**EXERCISE REQUIREMENTS:**
Could you give back the entries from the start through the line containing "[0, 0, 1092, 296]", changing "fire hose" to "water hose" and leaving everything else as it is?

##### MATERIAL FOR THE TASK #####

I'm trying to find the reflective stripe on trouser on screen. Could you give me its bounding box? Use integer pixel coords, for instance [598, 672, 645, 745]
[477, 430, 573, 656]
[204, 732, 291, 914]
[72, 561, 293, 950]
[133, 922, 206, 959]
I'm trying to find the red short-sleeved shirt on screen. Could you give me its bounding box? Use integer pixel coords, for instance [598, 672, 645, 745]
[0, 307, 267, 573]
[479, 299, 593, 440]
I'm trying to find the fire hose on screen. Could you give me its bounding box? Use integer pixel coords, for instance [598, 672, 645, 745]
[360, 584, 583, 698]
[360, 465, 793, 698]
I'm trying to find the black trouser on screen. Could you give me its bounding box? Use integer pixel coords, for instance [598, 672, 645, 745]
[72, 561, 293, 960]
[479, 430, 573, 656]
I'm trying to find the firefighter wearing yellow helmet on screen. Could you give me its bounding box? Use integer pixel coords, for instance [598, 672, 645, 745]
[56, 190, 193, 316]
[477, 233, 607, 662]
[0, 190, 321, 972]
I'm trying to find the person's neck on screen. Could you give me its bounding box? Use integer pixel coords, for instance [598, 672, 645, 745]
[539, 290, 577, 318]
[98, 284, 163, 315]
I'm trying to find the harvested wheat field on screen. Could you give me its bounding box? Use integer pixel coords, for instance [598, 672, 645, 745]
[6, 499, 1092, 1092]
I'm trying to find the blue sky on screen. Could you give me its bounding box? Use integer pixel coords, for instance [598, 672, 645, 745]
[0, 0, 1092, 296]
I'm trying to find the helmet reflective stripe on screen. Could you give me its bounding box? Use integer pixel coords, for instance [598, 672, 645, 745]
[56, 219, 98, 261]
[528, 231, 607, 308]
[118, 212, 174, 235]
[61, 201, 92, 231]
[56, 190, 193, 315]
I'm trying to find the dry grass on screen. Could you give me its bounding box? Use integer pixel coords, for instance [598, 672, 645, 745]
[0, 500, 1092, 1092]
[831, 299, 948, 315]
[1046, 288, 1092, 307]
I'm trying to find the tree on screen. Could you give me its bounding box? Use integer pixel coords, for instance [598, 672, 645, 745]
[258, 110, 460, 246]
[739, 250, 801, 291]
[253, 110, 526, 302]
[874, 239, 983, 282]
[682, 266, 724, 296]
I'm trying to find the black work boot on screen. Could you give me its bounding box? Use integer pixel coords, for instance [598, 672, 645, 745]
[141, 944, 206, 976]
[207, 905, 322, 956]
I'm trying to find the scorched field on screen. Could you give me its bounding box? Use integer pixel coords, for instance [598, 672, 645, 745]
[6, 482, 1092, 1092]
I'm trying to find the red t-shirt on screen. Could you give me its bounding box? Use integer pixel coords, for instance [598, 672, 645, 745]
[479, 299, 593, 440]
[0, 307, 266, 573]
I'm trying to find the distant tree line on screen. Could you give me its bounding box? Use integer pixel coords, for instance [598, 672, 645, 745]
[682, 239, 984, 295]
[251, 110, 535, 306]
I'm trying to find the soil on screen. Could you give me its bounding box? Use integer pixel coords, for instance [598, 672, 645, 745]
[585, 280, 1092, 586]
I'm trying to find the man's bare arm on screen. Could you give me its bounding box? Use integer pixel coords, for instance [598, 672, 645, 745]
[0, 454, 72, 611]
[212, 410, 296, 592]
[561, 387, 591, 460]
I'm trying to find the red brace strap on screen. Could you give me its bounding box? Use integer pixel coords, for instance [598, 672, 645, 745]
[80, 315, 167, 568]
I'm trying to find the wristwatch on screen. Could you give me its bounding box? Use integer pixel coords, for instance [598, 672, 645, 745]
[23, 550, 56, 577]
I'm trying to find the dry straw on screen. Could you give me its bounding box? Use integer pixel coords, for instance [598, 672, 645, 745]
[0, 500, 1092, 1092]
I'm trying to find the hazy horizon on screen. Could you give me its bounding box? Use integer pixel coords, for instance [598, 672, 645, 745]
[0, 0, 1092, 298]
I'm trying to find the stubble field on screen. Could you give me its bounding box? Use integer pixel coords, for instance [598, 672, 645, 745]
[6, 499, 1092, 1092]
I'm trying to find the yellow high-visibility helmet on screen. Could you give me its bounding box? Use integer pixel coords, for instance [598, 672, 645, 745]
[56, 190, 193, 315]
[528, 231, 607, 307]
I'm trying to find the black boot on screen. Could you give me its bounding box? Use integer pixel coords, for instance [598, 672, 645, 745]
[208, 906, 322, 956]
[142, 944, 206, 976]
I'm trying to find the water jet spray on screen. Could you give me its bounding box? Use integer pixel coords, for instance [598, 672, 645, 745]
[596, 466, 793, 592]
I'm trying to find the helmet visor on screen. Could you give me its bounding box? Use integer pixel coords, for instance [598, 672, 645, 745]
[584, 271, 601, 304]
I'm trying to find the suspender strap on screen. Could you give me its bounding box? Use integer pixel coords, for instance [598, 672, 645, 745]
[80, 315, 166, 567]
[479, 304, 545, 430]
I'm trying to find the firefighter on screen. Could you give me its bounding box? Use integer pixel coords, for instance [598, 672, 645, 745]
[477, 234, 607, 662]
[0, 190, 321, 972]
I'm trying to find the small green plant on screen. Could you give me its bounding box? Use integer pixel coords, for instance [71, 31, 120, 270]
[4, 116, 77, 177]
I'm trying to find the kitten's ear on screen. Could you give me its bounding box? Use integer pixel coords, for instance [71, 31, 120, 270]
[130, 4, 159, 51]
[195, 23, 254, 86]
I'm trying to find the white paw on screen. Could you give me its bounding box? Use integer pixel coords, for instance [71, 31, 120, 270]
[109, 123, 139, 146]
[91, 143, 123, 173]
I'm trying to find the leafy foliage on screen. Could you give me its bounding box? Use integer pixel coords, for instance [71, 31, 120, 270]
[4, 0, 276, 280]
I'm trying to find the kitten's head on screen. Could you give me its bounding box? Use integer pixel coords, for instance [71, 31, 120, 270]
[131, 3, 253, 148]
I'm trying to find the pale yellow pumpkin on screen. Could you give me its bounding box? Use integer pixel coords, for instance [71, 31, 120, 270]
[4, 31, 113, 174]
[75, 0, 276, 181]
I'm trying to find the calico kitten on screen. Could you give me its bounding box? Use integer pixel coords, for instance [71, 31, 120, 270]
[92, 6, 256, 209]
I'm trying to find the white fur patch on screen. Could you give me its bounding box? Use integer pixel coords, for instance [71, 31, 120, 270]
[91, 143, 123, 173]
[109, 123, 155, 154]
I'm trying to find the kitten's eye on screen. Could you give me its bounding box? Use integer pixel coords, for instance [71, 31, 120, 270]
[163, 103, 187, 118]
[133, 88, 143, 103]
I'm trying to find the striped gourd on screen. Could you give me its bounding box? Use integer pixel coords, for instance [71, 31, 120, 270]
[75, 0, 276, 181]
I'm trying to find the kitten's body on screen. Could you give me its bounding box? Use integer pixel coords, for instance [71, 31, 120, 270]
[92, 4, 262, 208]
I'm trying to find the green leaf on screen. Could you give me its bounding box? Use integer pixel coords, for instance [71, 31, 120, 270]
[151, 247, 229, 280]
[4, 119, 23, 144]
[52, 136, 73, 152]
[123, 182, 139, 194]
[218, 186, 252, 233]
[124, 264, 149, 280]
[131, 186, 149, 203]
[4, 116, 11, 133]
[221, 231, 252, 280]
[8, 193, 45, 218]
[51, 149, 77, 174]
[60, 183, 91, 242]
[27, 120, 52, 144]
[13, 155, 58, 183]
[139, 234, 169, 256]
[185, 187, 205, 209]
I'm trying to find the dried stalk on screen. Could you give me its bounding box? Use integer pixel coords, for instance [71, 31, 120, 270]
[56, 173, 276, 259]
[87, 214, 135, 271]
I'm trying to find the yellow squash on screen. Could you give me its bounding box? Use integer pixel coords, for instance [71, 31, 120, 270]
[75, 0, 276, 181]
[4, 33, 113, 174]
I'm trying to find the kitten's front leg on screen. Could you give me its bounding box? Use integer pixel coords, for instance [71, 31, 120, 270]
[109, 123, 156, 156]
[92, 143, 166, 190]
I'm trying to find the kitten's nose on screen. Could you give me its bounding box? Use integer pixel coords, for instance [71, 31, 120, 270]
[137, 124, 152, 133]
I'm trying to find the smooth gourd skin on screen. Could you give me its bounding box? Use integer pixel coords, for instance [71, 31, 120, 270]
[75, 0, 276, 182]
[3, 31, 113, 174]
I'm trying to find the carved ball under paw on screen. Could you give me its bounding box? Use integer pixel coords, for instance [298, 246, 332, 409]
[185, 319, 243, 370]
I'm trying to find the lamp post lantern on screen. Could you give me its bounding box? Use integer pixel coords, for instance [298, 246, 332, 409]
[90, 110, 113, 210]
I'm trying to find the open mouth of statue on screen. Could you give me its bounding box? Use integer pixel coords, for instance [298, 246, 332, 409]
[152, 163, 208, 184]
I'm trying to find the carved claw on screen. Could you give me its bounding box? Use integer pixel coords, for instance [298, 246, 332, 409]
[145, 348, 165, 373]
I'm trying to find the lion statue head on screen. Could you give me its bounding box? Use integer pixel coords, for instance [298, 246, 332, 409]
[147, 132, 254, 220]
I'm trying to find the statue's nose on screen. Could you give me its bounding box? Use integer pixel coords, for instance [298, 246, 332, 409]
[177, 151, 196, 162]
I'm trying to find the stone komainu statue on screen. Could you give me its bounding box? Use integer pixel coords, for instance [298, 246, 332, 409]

#####

**RESPONSE TO THIS TASK:**
I'm trying to find the reflective stripe on trouser on screen. Could you give me its bounding box? Use integer pixel coords, for instance [598, 672, 645, 745]
[477, 430, 573, 656]
[204, 732, 291, 914]
[72, 561, 293, 950]
[133, 922, 206, 959]
I'm trying to find the red short-sleeved shirt on screen. Could you give me its bounding box? Use integer pixel coords, for instance [598, 672, 645, 745]
[0, 307, 267, 573]
[479, 299, 593, 440]
I'm trying to find the water hose on screen. Could you give me its bounding box? Use integer pixel coords, for instance [598, 672, 645, 745]
[360, 584, 583, 698]
[360, 465, 793, 698]
I'm trying to find the black trouser on screen. Could you give me its bounding box? Use integer pixel coords, for instance [598, 672, 645, 745]
[72, 561, 293, 960]
[479, 430, 573, 656]
I'm trying to find the firefighter wearing yellow helmet on screen. Could you give me its bounding box? Use integer pixel coords, for instance [598, 672, 645, 745]
[56, 190, 193, 316]
[477, 233, 607, 662]
[0, 190, 321, 972]
I'm trying to find the person's neck on screen. Could you give me its bounding box? Use integer pixel coords, for instance [598, 672, 645, 745]
[539, 290, 577, 318]
[98, 284, 163, 315]
I'm trying to find the harvested wheat field on screen. Could you give me its bounding box? Use integer pixel coords, for instance [598, 672, 645, 745]
[6, 499, 1092, 1092]
I'm trying to find the blue sky on screen. Could you give me its bounding box? Use integer pixel coords, for instance [598, 672, 645, 745]
[0, 0, 1092, 296]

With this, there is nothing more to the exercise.